Object position labeling entries:
|---|

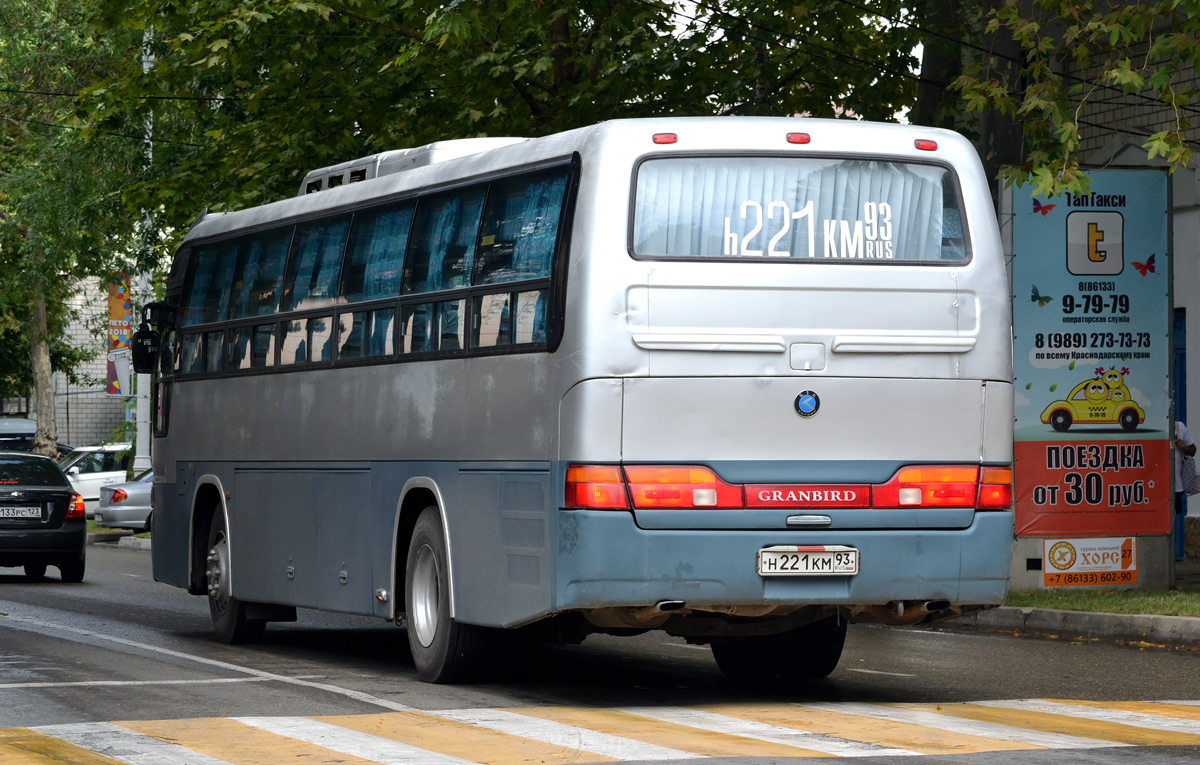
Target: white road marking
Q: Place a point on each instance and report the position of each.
(967, 727)
(126, 746)
(347, 741)
(876, 672)
(1138, 720)
(762, 732)
(89, 684)
(561, 734)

|---|

Written problem: Which lines above contain the word "report"? Extract each of them.

Final result:
Q: Place a point on each instance and report the position of each.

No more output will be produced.